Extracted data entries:
-- Opening Marker --

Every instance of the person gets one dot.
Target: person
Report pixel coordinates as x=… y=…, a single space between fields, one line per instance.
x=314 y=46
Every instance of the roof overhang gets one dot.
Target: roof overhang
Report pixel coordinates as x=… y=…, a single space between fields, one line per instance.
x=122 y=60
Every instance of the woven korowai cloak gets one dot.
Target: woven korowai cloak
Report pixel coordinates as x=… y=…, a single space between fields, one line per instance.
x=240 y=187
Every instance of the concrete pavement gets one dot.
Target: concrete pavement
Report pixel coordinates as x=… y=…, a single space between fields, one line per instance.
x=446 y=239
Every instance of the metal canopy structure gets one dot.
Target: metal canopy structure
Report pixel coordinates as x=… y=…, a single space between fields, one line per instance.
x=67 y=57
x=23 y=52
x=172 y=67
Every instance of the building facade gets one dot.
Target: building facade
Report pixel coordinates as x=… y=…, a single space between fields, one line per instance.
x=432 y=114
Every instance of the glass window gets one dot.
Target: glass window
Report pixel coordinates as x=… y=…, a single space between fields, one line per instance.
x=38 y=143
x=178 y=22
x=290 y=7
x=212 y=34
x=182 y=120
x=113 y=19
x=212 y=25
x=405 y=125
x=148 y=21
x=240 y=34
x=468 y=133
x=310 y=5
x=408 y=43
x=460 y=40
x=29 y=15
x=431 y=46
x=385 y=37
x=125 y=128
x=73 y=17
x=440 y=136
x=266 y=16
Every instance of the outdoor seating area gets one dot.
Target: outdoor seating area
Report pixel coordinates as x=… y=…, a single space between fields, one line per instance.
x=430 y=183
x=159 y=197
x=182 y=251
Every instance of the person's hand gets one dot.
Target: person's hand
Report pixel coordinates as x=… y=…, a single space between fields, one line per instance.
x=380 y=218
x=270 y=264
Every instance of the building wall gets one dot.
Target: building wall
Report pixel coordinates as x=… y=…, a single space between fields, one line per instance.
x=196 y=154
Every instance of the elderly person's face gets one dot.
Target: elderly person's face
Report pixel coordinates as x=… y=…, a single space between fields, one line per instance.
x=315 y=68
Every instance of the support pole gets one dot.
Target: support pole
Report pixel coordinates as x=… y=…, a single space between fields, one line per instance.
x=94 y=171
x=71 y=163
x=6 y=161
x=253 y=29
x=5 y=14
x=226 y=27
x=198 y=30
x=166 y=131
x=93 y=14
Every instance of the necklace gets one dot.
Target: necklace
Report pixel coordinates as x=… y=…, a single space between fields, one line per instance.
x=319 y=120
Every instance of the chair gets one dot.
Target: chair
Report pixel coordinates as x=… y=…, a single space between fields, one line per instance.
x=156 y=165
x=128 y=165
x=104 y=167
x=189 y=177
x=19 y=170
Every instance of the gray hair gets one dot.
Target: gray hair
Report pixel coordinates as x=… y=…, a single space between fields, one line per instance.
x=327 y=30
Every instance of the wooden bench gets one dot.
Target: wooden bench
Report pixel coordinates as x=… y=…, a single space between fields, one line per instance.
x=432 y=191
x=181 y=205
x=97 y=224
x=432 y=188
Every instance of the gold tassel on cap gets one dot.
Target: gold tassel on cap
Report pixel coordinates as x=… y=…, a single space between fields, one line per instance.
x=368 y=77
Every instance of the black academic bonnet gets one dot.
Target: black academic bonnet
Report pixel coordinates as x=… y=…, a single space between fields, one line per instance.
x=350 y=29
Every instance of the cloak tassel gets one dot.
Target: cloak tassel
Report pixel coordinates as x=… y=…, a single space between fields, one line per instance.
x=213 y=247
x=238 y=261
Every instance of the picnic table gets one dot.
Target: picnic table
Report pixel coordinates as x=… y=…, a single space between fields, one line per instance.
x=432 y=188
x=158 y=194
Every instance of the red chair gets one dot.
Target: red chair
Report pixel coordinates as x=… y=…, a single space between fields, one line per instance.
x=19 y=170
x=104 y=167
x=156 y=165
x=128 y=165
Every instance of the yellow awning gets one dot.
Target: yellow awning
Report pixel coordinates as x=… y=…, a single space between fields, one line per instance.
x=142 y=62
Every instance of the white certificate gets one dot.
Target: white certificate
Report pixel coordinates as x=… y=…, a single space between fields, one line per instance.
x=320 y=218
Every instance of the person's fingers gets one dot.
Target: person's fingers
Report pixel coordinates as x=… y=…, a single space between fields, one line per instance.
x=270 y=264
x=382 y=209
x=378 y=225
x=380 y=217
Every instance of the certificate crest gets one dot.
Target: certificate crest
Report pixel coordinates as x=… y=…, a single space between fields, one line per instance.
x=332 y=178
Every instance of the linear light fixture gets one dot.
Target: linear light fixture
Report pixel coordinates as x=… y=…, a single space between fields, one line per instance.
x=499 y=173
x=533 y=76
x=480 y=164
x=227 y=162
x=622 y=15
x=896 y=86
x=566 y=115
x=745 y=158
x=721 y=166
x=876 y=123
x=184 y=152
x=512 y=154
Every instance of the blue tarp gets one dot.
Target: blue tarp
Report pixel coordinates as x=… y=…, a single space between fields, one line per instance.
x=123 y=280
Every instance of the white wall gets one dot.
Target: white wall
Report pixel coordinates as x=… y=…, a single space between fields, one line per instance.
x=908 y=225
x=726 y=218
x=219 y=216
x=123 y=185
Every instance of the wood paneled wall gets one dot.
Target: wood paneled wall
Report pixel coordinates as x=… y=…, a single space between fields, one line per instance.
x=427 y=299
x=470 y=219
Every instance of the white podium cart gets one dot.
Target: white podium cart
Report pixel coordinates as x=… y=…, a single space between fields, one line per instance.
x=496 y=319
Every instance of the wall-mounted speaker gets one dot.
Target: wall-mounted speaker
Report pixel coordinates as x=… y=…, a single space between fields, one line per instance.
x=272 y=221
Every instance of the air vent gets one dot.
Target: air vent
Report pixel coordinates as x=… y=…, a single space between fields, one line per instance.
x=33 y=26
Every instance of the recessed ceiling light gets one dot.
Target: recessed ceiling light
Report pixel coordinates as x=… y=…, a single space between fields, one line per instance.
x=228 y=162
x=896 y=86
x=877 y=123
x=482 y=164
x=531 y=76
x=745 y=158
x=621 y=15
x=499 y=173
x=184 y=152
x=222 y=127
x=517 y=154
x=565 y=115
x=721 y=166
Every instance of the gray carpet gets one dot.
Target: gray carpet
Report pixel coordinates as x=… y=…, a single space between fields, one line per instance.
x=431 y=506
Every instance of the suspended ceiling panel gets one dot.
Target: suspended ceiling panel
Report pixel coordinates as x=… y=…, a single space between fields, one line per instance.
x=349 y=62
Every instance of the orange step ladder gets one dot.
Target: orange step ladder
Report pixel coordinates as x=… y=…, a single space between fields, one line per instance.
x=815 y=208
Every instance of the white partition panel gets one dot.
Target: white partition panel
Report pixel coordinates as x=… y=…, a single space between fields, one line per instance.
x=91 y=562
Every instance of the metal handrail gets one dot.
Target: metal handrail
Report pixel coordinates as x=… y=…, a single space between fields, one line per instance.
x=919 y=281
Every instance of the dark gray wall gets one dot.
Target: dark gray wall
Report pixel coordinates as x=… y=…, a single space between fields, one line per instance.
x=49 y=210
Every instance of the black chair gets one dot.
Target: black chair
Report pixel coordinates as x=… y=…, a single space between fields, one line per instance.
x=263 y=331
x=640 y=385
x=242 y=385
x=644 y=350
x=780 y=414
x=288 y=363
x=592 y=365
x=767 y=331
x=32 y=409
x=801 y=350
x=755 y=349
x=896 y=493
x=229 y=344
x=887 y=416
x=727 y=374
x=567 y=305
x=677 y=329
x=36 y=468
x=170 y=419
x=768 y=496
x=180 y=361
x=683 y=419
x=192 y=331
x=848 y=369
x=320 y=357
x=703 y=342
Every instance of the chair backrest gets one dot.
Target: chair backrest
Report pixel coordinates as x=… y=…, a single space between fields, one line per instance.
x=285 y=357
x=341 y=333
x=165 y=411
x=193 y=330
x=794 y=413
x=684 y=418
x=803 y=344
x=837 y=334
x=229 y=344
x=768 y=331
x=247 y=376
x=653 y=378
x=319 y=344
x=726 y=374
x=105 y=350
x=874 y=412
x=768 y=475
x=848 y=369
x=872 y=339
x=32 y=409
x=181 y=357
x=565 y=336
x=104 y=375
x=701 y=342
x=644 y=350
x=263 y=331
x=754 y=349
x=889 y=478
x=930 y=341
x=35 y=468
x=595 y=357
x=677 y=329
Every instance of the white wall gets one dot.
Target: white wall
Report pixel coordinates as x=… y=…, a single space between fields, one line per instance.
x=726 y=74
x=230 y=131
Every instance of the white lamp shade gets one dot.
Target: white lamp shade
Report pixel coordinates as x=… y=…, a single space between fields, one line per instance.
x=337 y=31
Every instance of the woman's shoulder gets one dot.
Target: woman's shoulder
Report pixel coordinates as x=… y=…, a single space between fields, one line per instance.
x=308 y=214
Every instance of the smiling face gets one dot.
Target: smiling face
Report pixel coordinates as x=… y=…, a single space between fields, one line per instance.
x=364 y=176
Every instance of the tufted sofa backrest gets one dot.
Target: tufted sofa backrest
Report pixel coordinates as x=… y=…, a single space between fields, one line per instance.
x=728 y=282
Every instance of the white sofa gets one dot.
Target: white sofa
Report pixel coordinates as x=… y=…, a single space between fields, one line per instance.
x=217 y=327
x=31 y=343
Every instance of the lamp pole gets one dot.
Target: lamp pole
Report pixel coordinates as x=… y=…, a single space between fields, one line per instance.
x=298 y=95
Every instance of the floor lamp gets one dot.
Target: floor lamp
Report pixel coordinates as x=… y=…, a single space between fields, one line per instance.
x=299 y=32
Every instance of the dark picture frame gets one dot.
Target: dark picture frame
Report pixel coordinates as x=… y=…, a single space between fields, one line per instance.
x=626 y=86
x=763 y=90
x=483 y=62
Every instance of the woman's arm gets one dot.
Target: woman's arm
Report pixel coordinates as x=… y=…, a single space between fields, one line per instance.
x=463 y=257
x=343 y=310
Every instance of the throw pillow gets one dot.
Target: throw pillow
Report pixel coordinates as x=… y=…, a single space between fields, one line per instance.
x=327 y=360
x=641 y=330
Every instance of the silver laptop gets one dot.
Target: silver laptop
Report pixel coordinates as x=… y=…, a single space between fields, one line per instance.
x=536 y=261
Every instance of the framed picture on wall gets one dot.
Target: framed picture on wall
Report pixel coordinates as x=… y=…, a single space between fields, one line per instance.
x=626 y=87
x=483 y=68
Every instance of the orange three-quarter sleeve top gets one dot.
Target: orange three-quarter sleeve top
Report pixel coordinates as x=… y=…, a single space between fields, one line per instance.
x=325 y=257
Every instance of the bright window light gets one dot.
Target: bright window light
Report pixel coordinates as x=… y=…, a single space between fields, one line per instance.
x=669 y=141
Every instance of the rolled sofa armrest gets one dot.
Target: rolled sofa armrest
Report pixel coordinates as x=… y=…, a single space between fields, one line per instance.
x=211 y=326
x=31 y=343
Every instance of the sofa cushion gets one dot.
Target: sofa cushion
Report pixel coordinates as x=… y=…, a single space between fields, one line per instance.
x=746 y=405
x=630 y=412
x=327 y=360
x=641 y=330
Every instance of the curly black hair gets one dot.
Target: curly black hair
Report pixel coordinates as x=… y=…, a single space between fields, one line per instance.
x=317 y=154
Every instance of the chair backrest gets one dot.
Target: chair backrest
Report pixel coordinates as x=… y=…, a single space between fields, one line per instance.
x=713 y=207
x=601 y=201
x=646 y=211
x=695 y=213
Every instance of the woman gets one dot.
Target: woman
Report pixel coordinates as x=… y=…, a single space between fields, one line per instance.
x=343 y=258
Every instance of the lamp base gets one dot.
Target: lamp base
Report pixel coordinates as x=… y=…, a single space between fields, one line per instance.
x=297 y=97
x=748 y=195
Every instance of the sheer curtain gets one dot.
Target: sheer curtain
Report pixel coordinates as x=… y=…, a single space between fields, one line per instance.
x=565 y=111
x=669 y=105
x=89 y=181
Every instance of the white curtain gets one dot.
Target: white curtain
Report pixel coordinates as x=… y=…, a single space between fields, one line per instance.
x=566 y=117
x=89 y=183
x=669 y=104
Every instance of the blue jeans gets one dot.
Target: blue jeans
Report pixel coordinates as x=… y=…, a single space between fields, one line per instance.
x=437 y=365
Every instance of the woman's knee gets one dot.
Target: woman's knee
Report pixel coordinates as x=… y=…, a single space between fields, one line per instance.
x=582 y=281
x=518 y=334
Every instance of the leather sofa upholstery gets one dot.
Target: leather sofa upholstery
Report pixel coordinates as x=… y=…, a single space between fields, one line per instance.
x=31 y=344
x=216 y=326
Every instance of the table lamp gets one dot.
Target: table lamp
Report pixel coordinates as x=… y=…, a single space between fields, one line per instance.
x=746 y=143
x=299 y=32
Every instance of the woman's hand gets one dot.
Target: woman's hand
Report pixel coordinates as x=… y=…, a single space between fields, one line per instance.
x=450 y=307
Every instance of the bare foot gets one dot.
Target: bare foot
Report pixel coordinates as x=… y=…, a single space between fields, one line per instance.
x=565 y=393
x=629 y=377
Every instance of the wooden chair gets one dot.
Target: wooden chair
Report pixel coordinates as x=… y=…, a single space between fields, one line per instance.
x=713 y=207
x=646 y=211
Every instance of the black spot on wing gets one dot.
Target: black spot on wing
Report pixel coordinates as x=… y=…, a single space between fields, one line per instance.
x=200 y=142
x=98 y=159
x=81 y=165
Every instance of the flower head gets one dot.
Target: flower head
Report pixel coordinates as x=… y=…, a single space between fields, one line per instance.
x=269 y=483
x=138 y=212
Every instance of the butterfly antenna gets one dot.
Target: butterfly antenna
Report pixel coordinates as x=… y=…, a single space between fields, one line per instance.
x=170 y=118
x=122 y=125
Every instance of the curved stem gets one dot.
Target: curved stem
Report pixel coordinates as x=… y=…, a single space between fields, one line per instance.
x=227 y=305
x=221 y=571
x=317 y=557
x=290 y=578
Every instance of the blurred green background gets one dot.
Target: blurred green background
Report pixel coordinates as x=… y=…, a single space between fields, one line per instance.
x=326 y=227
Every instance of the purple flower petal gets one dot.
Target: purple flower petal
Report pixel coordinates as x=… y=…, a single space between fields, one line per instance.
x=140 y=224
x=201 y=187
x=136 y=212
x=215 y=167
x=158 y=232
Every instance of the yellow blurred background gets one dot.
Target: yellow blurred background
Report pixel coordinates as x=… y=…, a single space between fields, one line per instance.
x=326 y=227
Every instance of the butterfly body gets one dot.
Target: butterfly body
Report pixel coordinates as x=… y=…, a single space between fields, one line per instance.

-- Closing Marker --

◆ WHAT IS NEEDED: Could you return exactly the stretch of the data above that starts at the line with "Every instance of the air vent gets one dot." and ends at the line with "Target: recessed ceiling light", both lines included?

◆ ANSWER FOR THE TASK:
Every instance of the air vent gets one dot.
Target: air vent
Report pixel coordinates as x=… y=…, a single space between fields, one line per instance.
x=33 y=26
Every instance of the recessed ceiling light gets one dot.
Target: recessed ceiling light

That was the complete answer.